(Stated goal) Copy out the following records word for word, leaving out the pictures.

(Recorded data)
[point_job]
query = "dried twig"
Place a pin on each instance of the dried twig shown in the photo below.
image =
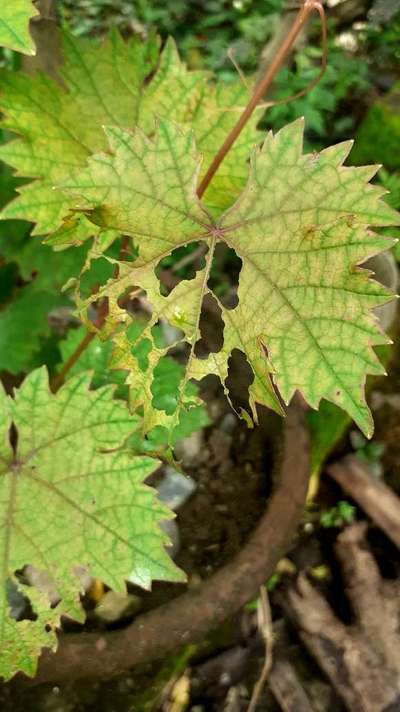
(265, 626)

(Task answer)
[point_job]
query = "dried twig"
Place a pin on each instance of the dried twig shown in the photo below.
image =
(265, 626)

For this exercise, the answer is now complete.